**EXERCISE GOAL**
Read the listing below and copy out each line where the word "brown" occurs.

**MATERIAL FOR THE TASK**
----
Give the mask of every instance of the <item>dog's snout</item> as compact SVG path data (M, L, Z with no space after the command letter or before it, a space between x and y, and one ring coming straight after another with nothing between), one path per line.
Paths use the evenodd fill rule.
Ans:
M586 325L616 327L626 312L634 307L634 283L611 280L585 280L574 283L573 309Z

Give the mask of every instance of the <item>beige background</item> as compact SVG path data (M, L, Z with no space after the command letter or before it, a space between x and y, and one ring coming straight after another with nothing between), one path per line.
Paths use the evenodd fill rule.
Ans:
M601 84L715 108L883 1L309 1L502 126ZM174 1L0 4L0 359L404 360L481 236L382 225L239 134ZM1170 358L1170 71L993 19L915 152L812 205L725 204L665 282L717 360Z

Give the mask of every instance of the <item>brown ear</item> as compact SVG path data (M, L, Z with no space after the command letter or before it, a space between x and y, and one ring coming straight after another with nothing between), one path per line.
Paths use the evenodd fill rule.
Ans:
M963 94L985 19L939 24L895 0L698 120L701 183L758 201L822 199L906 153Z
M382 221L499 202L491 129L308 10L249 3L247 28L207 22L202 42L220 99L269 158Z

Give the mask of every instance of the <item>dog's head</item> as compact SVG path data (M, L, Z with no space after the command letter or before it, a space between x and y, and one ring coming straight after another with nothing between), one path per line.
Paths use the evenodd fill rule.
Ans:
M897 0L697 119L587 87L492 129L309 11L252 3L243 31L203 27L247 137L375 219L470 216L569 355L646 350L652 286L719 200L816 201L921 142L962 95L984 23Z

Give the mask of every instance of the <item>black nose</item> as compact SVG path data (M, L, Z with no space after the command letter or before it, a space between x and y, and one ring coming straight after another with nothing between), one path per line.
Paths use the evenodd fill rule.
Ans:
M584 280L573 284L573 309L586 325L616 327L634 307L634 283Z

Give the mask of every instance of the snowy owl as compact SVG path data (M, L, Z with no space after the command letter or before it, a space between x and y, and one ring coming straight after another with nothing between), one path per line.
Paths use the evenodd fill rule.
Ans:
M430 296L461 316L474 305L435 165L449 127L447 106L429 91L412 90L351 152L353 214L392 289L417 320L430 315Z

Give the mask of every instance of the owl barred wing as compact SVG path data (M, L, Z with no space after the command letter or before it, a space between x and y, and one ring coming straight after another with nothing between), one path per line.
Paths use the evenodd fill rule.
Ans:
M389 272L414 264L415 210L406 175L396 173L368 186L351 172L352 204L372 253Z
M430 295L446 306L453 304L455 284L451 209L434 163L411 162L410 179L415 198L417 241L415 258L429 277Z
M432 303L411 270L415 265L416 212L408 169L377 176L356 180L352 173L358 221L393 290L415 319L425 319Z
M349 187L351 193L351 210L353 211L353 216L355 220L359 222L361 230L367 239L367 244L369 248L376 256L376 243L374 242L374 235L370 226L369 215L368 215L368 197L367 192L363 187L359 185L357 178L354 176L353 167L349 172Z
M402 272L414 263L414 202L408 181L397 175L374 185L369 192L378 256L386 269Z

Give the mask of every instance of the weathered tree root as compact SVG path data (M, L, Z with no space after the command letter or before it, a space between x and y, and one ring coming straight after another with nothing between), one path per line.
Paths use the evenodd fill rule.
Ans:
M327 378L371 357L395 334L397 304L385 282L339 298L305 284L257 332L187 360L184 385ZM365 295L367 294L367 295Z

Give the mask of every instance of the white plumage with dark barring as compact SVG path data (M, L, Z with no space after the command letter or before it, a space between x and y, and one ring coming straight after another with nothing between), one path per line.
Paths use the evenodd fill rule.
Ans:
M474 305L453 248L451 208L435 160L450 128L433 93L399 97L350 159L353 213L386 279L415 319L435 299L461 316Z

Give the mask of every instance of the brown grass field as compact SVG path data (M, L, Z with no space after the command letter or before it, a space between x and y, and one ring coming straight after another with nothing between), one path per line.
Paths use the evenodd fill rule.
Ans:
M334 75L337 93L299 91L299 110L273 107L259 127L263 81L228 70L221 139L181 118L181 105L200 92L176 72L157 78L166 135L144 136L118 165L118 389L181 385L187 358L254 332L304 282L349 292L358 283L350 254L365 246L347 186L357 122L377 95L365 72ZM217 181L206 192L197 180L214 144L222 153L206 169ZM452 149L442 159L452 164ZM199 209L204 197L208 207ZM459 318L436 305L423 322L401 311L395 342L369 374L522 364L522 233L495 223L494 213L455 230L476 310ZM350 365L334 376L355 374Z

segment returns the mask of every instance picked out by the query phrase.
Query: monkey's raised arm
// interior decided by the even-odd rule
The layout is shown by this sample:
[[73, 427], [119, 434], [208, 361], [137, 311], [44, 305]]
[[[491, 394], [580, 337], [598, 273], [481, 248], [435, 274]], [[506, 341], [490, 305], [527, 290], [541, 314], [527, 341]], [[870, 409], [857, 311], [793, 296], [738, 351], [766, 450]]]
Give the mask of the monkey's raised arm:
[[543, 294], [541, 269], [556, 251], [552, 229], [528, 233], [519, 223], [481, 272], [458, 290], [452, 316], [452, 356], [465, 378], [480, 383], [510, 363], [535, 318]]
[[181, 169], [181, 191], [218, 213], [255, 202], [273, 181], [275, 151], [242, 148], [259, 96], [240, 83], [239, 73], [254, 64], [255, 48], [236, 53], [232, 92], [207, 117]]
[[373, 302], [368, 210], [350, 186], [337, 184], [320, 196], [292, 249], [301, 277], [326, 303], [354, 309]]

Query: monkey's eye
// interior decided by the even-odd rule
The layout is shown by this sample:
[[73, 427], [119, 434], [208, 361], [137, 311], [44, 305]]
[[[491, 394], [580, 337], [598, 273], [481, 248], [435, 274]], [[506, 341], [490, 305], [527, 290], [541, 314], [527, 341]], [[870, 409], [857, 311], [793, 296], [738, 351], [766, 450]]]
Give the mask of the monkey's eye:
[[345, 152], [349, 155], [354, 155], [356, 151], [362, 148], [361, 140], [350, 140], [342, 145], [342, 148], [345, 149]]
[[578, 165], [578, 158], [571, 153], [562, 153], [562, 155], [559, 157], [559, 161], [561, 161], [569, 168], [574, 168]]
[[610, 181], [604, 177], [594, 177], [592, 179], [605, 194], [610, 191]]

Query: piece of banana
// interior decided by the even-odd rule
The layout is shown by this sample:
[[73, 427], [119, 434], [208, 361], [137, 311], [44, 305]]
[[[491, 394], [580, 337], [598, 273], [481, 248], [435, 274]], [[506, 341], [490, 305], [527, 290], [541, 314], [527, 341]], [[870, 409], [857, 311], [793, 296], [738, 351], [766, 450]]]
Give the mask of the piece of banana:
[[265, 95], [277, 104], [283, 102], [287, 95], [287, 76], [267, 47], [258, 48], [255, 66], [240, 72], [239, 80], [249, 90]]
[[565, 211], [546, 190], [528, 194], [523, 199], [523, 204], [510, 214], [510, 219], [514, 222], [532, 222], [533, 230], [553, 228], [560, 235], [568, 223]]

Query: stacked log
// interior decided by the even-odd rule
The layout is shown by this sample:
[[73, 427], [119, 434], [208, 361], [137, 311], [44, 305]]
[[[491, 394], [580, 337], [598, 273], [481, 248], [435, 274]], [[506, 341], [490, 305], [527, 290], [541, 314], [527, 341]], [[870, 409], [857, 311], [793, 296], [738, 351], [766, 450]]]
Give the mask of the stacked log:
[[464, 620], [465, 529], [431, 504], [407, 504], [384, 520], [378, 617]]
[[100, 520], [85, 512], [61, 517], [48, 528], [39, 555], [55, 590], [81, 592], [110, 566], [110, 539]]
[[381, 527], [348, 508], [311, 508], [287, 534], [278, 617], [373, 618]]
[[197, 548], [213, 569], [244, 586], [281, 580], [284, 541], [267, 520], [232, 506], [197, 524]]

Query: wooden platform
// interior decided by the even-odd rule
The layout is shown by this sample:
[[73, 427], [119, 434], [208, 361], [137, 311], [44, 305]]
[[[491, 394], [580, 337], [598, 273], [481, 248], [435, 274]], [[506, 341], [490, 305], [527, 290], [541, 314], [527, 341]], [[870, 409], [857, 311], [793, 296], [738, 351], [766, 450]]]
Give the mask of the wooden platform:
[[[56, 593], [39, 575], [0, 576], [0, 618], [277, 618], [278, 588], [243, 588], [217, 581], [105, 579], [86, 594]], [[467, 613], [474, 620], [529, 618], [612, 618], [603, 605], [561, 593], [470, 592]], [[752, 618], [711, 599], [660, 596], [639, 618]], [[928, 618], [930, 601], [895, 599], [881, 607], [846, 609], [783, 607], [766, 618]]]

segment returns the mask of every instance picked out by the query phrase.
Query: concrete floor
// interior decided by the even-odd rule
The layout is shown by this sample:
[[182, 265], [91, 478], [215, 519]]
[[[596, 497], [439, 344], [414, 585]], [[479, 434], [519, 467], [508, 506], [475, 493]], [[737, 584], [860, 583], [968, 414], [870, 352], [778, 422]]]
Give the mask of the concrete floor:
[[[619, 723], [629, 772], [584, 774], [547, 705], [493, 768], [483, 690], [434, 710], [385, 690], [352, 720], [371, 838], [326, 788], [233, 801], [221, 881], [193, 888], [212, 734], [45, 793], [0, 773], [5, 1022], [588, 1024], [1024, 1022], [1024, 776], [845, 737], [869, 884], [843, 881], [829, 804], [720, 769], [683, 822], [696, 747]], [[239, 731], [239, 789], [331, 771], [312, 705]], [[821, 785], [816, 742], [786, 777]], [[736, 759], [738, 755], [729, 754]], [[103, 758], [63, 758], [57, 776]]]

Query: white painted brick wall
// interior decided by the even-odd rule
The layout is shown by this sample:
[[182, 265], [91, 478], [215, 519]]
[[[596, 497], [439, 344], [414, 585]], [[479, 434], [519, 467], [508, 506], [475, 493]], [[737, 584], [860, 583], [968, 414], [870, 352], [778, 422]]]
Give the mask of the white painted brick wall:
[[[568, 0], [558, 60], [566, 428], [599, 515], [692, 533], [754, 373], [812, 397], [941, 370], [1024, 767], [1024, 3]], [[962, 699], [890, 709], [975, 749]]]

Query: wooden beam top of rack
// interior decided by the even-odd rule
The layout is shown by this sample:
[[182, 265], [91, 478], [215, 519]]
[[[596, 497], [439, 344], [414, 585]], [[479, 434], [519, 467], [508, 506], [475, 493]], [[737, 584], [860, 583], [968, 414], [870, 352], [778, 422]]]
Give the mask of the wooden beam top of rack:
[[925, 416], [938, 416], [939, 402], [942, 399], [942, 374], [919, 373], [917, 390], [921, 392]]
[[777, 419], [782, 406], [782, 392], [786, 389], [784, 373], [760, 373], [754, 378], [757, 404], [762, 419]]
----
**TASK SOLUTION**
Give the mask of every instance of the <item>brown ear</item> as compact SVG path data (M, L, Z with no space after the command letter or before it, a space between x and y, and one ring coming straight after another with nothing between), one path per line.
Give the mask of every instance of the brown grass field as compact SVG path data (M, L, Z with no space after the command letter or before it, a space between x and y, and one ring coming straight after another with nothing between), one path per line.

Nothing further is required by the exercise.